Excerpts from a dataset —
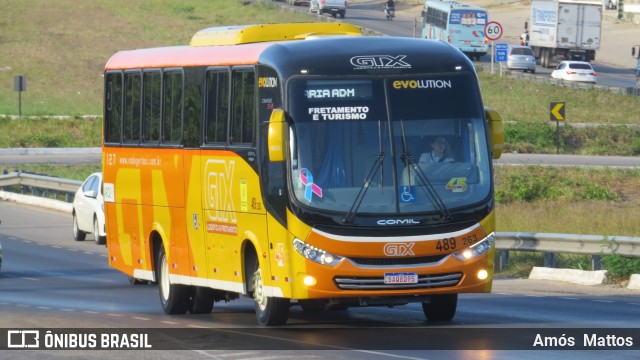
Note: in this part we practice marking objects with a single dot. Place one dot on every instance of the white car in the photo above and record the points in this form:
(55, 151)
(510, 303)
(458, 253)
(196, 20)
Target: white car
(88, 210)
(575, 71)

Brief —
All of the entries above should be copied exactly, except for the pictures.

Written response —
Note: in this part we practice marking objects with a single dot. Place one dot on every instance of the white car in the photo above and record the points in this form:
(55, 151)
(510, 303)
(458, 253)
(196, 20)
Target: white car
(88, 210)
(575, 71)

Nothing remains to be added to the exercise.